## Exercise description:
List every line in the items below that contains the string "arch", matching case exactly.

## Information supplied:
────────────────────

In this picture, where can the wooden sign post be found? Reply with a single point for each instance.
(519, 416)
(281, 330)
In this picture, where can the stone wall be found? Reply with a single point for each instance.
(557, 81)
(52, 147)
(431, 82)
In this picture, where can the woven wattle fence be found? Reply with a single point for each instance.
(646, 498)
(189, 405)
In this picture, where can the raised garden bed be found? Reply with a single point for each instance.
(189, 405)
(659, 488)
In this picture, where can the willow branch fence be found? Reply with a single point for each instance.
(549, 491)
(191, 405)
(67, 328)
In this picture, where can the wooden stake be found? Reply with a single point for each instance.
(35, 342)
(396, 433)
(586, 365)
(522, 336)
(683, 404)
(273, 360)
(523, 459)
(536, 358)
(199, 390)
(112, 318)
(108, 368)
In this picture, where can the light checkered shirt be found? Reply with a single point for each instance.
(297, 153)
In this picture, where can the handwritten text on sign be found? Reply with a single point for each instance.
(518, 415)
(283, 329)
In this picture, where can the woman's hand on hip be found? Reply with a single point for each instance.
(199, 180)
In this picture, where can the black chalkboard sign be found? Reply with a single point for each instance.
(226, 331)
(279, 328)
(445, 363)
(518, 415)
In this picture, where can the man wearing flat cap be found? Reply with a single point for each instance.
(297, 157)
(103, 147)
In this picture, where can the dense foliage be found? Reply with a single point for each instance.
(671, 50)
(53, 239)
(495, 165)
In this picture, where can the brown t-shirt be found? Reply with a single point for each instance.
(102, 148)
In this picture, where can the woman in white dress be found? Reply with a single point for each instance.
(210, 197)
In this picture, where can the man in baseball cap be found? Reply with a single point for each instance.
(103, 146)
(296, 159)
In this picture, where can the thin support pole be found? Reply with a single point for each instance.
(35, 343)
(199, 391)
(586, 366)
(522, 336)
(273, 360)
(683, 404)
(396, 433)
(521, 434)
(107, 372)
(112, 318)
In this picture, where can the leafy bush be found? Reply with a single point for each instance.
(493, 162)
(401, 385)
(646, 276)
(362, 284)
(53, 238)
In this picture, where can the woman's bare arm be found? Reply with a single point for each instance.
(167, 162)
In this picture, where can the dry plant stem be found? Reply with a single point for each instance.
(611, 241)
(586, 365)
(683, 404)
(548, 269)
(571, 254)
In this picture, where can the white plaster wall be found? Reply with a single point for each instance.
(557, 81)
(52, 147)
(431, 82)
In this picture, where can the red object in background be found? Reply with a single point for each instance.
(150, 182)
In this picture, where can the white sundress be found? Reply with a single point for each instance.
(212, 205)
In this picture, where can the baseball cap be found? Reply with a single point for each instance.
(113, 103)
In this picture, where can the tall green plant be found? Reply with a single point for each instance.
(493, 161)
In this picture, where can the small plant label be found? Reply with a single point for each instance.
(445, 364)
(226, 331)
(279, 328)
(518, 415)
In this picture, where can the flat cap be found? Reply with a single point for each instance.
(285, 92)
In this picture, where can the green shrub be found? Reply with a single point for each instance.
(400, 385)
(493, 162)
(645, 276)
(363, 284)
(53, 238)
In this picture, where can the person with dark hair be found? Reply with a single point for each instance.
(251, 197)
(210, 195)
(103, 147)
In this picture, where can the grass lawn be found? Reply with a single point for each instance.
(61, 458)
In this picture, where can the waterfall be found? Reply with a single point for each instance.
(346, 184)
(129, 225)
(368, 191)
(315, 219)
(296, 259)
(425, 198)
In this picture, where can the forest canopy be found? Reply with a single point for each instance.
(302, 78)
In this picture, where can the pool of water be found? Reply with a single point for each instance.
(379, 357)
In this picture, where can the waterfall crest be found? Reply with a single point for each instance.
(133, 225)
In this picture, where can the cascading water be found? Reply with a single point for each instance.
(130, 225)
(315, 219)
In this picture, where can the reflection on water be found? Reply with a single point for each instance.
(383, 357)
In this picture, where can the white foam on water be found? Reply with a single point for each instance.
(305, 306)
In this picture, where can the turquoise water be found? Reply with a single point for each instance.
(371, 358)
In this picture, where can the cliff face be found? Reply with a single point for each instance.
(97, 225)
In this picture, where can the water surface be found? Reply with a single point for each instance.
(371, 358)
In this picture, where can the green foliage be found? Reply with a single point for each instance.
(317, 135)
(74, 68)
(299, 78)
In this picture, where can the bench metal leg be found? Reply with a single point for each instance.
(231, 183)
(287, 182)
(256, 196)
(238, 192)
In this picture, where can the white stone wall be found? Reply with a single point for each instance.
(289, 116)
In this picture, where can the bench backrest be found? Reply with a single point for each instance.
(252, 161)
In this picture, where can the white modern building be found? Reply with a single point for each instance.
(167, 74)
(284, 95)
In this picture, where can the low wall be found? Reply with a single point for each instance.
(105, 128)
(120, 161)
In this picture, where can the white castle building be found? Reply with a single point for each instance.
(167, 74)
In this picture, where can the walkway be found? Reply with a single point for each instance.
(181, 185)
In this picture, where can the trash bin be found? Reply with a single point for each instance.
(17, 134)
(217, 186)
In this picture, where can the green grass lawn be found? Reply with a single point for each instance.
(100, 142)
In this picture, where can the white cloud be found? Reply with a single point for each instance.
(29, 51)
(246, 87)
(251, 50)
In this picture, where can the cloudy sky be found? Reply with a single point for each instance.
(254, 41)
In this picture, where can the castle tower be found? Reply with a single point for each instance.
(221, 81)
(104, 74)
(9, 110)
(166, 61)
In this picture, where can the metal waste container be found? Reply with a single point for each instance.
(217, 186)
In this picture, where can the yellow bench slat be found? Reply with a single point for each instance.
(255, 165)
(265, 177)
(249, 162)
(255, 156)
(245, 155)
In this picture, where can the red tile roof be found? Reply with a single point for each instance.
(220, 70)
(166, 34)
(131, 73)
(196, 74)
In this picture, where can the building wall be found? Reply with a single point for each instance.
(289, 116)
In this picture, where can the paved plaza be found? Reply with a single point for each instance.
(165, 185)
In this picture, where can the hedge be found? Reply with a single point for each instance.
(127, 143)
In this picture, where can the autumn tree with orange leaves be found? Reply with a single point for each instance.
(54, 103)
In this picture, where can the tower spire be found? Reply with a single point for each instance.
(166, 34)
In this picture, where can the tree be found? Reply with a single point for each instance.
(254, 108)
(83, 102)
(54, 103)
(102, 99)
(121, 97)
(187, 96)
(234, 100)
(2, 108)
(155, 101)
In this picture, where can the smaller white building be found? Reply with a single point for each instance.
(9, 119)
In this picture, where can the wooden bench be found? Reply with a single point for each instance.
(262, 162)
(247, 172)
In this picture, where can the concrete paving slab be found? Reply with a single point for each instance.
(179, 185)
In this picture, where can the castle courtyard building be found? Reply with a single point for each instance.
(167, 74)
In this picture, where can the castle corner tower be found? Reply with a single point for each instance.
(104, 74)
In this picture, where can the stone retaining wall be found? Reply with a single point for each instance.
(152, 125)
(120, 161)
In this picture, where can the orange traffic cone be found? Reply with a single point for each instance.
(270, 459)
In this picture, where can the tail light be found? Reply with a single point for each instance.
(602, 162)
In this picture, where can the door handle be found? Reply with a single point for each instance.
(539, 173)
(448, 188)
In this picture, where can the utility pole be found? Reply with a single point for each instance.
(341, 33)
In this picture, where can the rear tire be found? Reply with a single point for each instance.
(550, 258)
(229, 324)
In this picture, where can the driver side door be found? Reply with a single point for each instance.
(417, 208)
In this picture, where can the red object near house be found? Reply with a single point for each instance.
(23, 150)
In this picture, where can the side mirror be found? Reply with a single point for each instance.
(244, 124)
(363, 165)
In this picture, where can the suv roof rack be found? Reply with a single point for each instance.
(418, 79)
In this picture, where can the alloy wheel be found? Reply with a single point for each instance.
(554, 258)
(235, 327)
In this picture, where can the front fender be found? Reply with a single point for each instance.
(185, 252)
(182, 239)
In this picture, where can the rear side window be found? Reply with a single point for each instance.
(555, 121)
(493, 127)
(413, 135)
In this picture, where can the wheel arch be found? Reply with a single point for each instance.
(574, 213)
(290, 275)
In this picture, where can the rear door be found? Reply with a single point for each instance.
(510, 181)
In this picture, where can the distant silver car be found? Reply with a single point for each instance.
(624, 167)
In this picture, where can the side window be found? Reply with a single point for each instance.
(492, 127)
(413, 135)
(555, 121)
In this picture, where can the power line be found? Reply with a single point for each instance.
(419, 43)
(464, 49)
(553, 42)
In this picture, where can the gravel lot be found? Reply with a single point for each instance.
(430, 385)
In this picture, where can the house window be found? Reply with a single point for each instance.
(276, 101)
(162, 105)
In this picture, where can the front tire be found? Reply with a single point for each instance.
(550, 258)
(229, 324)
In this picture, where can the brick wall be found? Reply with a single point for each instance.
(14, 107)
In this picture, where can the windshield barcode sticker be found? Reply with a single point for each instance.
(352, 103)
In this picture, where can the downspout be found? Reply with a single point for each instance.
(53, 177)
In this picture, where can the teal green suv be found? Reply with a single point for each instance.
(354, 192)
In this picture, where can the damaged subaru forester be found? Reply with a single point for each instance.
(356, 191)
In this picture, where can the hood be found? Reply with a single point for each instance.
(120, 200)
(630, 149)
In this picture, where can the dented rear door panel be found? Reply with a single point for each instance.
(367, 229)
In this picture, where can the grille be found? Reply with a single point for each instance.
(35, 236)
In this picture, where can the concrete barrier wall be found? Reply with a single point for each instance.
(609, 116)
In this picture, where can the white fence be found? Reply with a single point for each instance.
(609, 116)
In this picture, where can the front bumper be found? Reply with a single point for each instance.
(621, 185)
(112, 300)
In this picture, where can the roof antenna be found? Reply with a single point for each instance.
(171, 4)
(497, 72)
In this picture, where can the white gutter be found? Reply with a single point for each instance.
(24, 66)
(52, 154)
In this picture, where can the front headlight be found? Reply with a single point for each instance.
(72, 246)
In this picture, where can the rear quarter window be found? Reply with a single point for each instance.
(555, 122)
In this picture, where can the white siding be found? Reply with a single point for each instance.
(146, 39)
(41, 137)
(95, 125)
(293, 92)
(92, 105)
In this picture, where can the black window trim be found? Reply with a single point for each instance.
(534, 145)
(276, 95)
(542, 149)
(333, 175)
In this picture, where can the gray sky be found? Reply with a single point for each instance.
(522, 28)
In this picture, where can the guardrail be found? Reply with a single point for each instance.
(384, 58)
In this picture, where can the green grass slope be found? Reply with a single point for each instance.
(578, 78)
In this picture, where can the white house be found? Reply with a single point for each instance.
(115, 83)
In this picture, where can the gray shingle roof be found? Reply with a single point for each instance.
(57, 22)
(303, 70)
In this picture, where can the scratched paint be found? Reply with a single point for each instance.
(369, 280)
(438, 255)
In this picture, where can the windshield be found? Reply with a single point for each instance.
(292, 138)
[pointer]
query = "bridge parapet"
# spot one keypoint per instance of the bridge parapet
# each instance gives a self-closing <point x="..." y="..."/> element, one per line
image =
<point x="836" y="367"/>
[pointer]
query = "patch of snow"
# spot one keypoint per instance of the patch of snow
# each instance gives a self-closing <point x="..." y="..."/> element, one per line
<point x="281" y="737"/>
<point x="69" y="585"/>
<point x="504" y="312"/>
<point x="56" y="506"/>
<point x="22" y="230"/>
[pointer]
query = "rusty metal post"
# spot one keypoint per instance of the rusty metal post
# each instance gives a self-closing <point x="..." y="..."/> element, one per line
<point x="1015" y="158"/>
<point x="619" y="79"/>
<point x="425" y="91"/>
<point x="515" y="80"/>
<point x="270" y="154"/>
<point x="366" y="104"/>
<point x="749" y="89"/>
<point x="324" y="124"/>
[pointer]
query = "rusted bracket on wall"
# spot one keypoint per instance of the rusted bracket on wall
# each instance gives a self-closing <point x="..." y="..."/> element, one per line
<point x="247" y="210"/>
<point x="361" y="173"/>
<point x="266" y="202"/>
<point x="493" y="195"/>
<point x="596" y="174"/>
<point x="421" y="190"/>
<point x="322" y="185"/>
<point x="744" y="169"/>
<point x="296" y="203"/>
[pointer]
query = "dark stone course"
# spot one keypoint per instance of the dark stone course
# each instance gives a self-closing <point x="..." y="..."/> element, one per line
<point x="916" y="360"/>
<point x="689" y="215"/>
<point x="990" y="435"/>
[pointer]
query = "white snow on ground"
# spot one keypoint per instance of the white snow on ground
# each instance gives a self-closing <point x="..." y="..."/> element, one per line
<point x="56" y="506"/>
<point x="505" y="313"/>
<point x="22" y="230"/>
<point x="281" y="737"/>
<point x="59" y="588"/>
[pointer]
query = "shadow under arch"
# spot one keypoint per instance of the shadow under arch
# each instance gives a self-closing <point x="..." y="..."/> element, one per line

────────────────────

## Finished answer:
In this picture, where can the wheel arch be found? Reply with a single point for each instance.
query = "shadow under arch"
# spot one keypoint per instance of the shadow under arch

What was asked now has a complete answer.